LIST OF TASKS –
[1] Please decide whether each statement below agrees with the passage on Irish convicts, answering yes or no and quoting the exact words of the passage that settle it. (a) Mr. Hay says the convicts at Spike Island now come from the large towns. (b) Rev. J. F. Lyons says he has heard of some convicts coming back as many as ten times. (c) The second principle holds that a discharged prisoner should, as a rule, be removed to a rural district beyond the seas.
[2] Carry on the passage on Irish convicts from the point where it stops, writing the next part in the same style.

EXCERPTED PASSAGE –
Turning to Ireland, Capt. Barlow, Vice-Chairman of our present Prison Board, speaking of Irish convicts, says in Q. 9,658-60:—
"There are very few indeed against whom no previous convictions have been recorded, chiefly agrarian offenders or manslaughter cases."
And asked as to the deterioration in the physique of criminals and causes of it, he says (in Q. 9,964-65):—
"It is very marked since twenty years ago. The remains of the people convicted in the famine year, were in the prisons when I got into the service: these were strong and healthy countrymen. Now the people we get are the dregs of the towns, a different class of men altogether."
Mr. Hay, Governor of Spike Island, speaking of the convicts there, says:—
"They are a very different class from what they were when I went to Spike Island: they are now of the habitual criminal class from the large towns—Dublin, Belfast, Cork, and Limerick, a very bad class indeed."
And Rev. J. F. Lyons, the Roman Catholic Chaplain at Spike, testifying similarly, says (in Q. 13,227-8):—
"In fact they are the refuse of the population of the town; these come backwards and forwards, some of them as many as five times. I have heard of some having come back as many as seven times."
Remember the rev. gentlemen is speaking of penal servitude only.
Thus I think I may say this difficulty of our habitual city criminals, is not a mere provincial one to be solved by a local judicial or official personage, but is one of imperial magnitude, requiring the ingenious thought of statesmen of first class, and the co-operation of all executive departments—on the bench, of the prisons, of the police—to carry out a scheme which must be at once comprehensive in scope and very minutely detailed in its execution.
Towards resolving the complex difficulty I have tried to formulate a few principles as to which I would look for general agreement, afterwards essaying some proposals for giving these effect. I cannot here exhaust the grounds or the qualifications of the four axioms which follow—well if we were sure of their practical resolution as of their intrinsic soundness as general rules.
1. Each city prisoner sentenced for a year or more, should be secured an industrial training suited to his capabilities, with a view to obtaining employment when discharged.
2. On discharge he should, as a rule, be removed to a rural district beyond the seas.
3. Saving special aptitudes, and prisoners already tradesmen, the selected industries should be those for which previous good character is least essential, in which there is least danger from trade jealousy outside, and for which hands are most welcomed in the Colonies and United States.

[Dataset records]
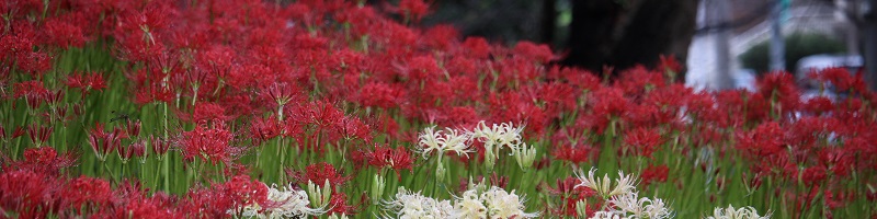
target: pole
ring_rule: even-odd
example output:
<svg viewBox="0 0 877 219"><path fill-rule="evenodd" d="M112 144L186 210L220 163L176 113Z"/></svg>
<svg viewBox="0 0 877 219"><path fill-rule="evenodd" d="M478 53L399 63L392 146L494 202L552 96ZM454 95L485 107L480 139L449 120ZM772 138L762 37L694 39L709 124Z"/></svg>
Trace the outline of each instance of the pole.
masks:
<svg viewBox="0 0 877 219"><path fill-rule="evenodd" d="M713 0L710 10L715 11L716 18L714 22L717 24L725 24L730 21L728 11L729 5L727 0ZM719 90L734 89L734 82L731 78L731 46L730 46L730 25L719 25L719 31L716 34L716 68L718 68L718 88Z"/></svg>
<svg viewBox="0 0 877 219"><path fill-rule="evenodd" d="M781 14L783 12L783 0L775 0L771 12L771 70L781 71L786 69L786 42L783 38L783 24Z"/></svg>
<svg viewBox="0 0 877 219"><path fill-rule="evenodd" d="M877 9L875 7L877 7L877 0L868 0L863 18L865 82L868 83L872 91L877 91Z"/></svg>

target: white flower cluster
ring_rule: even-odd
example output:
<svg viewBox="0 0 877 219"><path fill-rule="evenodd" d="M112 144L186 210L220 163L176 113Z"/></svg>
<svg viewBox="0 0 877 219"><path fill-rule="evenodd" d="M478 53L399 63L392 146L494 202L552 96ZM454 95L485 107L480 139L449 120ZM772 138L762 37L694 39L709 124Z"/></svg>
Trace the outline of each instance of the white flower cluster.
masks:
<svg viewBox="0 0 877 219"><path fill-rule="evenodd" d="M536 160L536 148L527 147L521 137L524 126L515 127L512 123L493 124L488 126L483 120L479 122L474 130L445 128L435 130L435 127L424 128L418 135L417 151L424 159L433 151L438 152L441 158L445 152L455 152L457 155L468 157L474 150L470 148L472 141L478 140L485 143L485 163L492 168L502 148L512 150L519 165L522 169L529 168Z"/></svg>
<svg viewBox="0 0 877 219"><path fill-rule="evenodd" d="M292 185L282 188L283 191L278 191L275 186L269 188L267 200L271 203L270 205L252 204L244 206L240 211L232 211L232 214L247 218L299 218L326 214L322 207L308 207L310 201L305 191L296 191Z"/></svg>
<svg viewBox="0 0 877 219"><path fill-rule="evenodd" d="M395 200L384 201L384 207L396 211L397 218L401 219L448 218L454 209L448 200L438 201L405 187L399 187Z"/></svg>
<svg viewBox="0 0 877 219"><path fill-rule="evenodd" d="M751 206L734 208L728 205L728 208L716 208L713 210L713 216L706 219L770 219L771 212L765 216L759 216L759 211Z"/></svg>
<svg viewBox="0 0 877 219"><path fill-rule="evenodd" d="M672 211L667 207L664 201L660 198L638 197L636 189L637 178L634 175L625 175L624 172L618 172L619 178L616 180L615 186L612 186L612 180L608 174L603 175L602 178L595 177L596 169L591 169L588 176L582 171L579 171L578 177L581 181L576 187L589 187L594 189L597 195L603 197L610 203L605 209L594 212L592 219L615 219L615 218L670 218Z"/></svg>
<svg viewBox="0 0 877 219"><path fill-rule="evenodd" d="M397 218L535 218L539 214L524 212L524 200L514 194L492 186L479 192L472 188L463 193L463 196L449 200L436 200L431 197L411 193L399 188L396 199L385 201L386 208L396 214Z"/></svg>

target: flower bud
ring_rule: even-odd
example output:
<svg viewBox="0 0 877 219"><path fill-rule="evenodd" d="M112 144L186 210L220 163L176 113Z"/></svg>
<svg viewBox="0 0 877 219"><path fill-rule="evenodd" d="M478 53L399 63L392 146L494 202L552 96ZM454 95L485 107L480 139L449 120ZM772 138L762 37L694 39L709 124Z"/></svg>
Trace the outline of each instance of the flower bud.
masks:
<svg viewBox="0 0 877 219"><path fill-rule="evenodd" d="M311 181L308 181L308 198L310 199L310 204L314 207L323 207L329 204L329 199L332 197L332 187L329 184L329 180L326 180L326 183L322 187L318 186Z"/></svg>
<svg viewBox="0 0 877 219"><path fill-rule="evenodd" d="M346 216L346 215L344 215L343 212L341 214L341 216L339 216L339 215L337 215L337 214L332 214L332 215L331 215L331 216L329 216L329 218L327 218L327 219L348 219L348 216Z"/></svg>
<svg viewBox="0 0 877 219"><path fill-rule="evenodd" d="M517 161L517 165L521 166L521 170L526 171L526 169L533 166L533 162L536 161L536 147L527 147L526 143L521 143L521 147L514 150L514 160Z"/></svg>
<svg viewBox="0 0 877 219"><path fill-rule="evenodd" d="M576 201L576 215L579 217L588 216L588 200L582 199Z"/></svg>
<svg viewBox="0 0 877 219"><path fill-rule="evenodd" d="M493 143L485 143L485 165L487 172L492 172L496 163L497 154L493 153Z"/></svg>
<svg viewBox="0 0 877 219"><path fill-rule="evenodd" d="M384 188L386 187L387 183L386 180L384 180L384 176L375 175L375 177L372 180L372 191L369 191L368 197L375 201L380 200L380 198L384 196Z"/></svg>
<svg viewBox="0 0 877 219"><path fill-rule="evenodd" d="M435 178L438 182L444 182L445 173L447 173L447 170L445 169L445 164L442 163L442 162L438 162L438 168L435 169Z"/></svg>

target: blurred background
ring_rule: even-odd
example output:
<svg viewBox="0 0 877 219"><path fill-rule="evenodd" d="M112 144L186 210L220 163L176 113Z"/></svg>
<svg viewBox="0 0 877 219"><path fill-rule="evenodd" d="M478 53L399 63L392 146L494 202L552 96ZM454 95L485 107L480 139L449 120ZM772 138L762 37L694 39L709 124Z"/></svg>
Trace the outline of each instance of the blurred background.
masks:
...
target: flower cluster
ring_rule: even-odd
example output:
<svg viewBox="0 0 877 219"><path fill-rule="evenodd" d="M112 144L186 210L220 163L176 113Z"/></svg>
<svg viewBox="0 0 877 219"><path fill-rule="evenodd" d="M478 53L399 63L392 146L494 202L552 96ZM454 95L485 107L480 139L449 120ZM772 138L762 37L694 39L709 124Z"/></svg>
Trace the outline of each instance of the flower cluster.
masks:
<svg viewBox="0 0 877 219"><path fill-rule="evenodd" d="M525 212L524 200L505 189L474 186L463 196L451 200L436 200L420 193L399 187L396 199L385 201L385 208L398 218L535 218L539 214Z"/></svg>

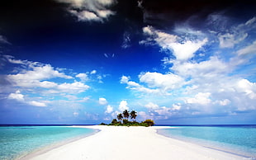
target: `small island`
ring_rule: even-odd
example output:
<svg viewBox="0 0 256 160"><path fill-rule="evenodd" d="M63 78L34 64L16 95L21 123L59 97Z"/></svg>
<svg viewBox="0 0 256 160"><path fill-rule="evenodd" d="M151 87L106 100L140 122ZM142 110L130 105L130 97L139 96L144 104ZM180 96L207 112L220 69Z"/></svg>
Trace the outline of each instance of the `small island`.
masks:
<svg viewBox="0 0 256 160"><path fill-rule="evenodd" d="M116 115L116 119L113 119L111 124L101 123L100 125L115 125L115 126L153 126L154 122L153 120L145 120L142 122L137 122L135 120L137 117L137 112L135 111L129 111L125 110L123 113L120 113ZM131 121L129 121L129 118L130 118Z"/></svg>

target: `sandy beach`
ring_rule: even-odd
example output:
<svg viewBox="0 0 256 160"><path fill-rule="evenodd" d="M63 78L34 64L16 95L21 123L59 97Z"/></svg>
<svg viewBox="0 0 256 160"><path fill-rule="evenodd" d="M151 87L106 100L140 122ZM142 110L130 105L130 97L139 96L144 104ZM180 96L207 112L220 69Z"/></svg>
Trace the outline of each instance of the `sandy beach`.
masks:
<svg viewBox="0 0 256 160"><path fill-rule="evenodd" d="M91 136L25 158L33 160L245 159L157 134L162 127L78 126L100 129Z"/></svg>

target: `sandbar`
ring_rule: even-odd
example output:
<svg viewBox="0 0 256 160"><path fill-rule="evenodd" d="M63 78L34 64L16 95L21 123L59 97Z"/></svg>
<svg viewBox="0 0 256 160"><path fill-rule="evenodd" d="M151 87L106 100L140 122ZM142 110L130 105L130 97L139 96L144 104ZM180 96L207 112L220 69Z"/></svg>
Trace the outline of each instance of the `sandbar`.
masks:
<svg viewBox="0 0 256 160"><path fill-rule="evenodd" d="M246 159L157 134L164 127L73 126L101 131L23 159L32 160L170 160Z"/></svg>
...
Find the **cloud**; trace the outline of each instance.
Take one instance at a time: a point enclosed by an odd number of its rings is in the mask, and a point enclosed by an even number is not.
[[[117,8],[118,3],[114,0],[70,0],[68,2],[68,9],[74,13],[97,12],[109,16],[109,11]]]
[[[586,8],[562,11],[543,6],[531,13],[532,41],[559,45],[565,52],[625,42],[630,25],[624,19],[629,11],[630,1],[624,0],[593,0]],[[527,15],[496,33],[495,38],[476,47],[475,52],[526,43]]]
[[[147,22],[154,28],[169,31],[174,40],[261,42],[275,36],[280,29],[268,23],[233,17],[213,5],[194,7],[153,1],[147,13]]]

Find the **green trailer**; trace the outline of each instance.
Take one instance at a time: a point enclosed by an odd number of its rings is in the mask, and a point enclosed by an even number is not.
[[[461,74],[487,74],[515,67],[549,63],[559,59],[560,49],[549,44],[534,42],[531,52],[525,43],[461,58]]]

EXPECTED OUTPUTS –
[1]
(a) Yes: "they are now of the habitual criminal class from the large towns—Dublin, Belfast, Cork, and Limerick"
(b) No: "I have heard of some having come back as many as seven times."
(c) Yes: "On discharge he should, as a rule, be removed to a rural district beyond the seas."

[2]
4. Reclamation of lands, public works, farm labour, buildings, carpentry, and smith work are therefore most suitable; and the more domestic industries—tailoring, shoemaking, and house service—the least so.
One of the chief reasons which caused the total discontinuance of transportation, was the departure in practice from Earl Grey's principle of sending out men previously trained on public works. West Australia complained that the compact was broken by sending shoemakers and tailors she didn't want, instead of bridge and roadmakers, which she did; and at Lord Kimberley's late Commission, Major Griffiths, Governor at Millbank (in Q. 3,421) points out the difficulty of prisoners thoroughly mastering those domestic trades already overstocked.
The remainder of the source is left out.